*** Opening INPUT MATERIAL ***

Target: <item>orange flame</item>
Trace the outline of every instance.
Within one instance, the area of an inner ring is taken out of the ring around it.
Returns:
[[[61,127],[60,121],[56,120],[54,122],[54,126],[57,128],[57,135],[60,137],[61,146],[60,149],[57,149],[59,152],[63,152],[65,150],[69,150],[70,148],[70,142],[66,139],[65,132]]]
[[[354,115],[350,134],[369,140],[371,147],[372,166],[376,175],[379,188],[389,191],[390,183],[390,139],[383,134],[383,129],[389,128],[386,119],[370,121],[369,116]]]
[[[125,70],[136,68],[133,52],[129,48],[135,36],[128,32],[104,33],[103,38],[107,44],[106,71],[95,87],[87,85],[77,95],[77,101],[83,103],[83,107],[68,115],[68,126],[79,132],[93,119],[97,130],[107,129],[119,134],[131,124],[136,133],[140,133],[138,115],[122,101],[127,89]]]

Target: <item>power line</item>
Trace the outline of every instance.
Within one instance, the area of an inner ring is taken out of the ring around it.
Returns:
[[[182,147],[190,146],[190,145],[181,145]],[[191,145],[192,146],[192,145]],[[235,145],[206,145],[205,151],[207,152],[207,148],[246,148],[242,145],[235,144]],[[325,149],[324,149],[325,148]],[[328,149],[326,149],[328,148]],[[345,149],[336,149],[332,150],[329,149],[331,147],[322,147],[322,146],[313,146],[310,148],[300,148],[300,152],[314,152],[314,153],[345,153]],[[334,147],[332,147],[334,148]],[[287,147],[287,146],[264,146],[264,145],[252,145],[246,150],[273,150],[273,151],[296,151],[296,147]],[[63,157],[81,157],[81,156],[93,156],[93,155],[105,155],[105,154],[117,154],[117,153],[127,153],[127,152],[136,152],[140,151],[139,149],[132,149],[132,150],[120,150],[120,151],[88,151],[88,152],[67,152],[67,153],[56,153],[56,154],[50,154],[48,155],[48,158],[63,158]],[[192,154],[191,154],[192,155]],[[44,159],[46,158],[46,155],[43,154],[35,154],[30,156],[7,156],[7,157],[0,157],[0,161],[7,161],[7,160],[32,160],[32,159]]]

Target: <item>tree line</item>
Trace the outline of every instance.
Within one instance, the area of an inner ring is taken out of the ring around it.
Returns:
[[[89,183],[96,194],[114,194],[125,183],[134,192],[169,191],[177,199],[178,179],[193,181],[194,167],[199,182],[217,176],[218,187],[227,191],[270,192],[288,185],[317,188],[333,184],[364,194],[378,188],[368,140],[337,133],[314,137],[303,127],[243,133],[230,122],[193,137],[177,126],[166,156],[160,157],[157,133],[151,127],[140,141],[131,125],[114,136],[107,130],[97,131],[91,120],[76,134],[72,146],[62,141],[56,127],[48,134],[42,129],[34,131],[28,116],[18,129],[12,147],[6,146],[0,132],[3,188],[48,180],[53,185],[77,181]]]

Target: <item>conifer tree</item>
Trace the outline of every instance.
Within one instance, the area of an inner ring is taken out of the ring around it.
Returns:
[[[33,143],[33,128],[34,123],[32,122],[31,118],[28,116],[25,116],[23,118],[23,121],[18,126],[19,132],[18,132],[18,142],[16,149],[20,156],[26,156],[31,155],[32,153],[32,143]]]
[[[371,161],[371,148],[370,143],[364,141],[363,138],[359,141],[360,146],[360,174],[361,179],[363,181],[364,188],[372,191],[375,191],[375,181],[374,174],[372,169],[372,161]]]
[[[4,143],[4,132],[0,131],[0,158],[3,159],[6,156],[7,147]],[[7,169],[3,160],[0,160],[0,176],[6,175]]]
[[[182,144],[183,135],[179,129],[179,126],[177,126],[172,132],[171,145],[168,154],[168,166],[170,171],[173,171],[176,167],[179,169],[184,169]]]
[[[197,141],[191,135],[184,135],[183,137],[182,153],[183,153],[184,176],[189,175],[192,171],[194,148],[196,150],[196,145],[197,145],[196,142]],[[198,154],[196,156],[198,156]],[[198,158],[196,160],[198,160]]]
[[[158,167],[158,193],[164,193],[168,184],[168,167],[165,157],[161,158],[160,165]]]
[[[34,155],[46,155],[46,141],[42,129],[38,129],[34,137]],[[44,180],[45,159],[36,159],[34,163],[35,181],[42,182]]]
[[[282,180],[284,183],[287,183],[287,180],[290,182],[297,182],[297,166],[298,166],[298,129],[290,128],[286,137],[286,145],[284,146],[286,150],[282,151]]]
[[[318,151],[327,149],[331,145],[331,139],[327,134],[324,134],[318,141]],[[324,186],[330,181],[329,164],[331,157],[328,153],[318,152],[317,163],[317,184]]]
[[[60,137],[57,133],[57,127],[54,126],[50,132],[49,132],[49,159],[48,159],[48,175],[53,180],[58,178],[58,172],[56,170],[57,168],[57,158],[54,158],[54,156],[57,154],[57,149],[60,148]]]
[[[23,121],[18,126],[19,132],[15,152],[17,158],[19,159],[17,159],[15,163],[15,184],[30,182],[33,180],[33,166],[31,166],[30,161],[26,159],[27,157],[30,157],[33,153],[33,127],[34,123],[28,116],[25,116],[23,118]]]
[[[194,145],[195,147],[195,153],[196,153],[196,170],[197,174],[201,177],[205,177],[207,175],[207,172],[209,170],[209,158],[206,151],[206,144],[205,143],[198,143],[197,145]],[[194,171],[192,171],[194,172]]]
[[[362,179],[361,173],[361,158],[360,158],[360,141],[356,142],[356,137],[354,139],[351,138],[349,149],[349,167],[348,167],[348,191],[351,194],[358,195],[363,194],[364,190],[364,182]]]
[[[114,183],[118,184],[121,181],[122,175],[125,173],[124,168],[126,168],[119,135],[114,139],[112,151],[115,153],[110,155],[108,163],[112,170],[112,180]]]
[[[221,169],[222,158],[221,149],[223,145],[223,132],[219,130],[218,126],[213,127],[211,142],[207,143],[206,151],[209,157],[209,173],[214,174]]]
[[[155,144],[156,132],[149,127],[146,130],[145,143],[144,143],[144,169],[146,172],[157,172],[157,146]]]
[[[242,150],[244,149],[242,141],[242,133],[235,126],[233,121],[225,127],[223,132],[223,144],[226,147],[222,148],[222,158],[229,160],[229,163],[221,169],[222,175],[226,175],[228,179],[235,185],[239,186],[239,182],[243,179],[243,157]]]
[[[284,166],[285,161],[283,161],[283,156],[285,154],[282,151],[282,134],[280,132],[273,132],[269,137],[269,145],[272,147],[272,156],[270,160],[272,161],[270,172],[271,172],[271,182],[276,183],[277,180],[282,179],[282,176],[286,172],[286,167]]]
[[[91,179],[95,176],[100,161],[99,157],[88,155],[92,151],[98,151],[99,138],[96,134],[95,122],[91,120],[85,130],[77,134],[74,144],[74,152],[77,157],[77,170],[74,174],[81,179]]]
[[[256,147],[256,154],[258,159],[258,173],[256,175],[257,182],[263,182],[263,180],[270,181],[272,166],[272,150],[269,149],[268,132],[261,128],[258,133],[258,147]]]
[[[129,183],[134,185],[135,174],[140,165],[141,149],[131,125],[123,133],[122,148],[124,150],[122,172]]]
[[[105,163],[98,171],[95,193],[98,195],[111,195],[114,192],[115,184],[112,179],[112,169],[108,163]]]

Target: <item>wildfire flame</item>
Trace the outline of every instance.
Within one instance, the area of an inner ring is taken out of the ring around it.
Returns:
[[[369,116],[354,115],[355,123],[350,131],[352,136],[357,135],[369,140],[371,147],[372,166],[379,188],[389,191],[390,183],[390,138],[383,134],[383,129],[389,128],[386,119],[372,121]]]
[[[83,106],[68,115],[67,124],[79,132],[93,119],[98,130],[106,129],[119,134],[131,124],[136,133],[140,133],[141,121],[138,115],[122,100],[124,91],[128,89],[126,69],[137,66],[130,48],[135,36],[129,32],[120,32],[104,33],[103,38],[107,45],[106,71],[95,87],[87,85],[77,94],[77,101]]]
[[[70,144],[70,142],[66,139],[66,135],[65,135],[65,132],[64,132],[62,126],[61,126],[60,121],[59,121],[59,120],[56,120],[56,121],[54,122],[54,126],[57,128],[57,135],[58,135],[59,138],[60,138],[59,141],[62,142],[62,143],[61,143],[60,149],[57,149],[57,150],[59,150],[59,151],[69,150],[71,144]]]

*** Closing INPUT MATERIAL ***

> [WHAT YOU ARE ASKED TO DO] Each line in the records that carries "tree" must be copied out.

> [RESPONSE]
Target: <item>tree line</item>
Target: <item>conifer tree</item>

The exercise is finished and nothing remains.